» DOCUMENT EXTRACT

────────

Because the examples given use x & y axis arrays with equal lengths and equal values, they do not bring out the fact that in z(i,j) i is the y axis & j is the x axis. If z.shape is (n,m) and you specify x= & y= arrays with with lengths n & m instead of m & n you still get a surface plot but not the one you want.
@DavidKershaw, cc: @Emmanuelle
Yes, you are right! Thanks for pointing it out! Unfortunately an example typical for defining a surface of equation z=f(x,y), with x in [a,b], y in [c, d] is missing:
x = np.linspace(a, b, n)
y = np.linspace(c, d, m)
X, Y = np.meshgrid(x, y) #X, Y have shape(m, n)
z = f(X, Y) #z of shape(m, n)

────────

» PROBLEMS AND TASKS
• a. In the surface plot discussion, which axis does i stand for in z(i,j)?
• b. Pick up the surface plot discussion right after its last line of code and continue it.

────────

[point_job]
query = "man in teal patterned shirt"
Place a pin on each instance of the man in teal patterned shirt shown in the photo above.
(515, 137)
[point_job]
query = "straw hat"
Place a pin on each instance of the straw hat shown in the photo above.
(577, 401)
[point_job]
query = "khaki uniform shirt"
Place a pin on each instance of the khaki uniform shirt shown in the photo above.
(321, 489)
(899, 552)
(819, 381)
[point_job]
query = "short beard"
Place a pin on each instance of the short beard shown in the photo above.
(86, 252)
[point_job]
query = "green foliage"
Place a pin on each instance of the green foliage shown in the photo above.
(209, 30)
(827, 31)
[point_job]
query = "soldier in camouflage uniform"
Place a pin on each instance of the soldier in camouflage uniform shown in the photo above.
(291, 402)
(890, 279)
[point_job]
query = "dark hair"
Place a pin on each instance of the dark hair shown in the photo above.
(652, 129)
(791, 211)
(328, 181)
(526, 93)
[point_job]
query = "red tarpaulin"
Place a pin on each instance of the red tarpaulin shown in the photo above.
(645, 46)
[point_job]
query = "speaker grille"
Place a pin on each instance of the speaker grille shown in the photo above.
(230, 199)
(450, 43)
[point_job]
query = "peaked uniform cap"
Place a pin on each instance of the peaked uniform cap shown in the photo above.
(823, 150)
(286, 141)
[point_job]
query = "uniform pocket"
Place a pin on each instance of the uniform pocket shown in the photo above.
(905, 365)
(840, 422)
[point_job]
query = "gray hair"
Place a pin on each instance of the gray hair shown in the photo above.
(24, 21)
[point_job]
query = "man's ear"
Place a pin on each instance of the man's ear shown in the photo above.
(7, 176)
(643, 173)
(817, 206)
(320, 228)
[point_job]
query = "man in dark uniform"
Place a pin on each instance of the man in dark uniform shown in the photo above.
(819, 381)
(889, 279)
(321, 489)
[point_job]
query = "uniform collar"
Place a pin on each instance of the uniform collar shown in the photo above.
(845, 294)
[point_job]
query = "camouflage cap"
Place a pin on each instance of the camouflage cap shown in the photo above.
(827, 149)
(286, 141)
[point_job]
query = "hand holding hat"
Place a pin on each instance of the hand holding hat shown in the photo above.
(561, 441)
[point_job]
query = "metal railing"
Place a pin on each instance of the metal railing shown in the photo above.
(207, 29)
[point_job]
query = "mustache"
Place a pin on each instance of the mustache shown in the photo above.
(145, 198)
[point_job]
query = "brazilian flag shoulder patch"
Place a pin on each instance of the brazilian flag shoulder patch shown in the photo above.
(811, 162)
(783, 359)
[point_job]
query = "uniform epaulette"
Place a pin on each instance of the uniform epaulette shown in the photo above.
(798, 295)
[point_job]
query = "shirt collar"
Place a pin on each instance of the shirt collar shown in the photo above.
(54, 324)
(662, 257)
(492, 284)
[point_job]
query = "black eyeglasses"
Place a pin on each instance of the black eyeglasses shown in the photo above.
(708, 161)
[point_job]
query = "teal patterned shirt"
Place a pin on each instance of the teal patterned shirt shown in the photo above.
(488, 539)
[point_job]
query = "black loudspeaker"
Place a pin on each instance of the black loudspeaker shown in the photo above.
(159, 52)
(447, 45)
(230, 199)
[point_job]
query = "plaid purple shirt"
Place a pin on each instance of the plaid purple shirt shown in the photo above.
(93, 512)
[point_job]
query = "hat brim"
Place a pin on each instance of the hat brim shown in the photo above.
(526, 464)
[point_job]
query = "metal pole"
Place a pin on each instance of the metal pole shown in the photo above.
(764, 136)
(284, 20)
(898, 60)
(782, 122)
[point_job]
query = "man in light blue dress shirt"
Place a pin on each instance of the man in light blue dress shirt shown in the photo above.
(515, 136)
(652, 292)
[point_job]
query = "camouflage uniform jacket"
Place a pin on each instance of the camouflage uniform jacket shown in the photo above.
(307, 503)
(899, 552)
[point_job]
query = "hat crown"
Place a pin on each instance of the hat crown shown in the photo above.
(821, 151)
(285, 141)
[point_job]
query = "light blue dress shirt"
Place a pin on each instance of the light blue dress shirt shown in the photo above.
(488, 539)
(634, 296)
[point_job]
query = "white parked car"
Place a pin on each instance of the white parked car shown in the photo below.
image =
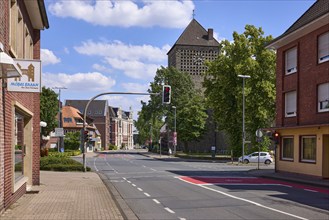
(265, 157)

────────

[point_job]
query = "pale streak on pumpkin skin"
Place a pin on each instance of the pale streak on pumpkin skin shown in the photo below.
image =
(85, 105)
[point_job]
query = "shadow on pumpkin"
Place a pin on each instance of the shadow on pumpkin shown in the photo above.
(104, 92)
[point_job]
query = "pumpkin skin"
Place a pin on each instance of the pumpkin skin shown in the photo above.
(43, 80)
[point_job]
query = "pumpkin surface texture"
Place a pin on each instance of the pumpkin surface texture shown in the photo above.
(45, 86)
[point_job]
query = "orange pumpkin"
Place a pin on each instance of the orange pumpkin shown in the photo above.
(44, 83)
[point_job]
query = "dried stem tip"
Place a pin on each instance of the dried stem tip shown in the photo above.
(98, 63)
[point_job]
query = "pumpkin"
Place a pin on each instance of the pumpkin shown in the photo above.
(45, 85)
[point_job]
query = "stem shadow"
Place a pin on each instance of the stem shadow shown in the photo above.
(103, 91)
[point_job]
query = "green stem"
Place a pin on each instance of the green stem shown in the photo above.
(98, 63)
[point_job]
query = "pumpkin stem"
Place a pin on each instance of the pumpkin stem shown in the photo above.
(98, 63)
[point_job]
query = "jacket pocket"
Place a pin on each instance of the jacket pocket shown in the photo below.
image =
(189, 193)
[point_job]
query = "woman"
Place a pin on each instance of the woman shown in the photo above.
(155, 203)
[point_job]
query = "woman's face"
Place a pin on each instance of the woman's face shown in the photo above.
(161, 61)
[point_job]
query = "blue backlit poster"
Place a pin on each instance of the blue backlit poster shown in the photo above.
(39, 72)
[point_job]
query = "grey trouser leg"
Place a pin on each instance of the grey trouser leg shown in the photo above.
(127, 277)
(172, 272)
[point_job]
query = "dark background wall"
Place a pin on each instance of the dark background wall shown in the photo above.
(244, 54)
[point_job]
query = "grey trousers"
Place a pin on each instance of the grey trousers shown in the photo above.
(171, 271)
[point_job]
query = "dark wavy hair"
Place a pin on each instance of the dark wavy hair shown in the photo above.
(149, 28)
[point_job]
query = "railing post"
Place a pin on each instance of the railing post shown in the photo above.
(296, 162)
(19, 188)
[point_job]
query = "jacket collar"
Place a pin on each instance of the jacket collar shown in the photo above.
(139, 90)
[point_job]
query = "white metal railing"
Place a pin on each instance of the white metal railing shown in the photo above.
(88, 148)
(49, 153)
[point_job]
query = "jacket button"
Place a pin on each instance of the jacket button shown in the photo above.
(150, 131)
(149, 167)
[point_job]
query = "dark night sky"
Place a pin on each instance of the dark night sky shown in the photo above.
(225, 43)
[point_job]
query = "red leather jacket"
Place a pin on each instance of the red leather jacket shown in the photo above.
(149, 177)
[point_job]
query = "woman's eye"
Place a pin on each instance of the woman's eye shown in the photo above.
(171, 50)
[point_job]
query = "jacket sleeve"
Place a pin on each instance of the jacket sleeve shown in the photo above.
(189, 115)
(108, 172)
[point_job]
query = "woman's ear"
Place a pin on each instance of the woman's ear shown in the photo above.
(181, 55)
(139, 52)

────────

» THE RESPONSES
• a. The y axis.

• b.
A concrete example that points out that this is the right definition is z= cos(x*y):
x = np.linspace(0, np.pi, 50)
y = np.linspace(-np.pi/2, 0, 25)
X, Y = np.meshgrid(x, y)
z= np.cos(X*Y)
fig = go.Figure(data=[go.Surface(z=z, x=x, y=y)])
fig.update_layout(width=500, height=500)
print(x.shape, y.shape, z.shape)
(50,) (25,) (25, 50)
Hence this tutorial example https://plotly.com/python/3d-surface-plots/#passing-x-and-y-data-to-3d-surface-plot should be updated as follows :
sh_0, sh_1 = z.shape
x, y = np.linspace(0, 1, sh_1), np.linspace(0, 1, sh_0)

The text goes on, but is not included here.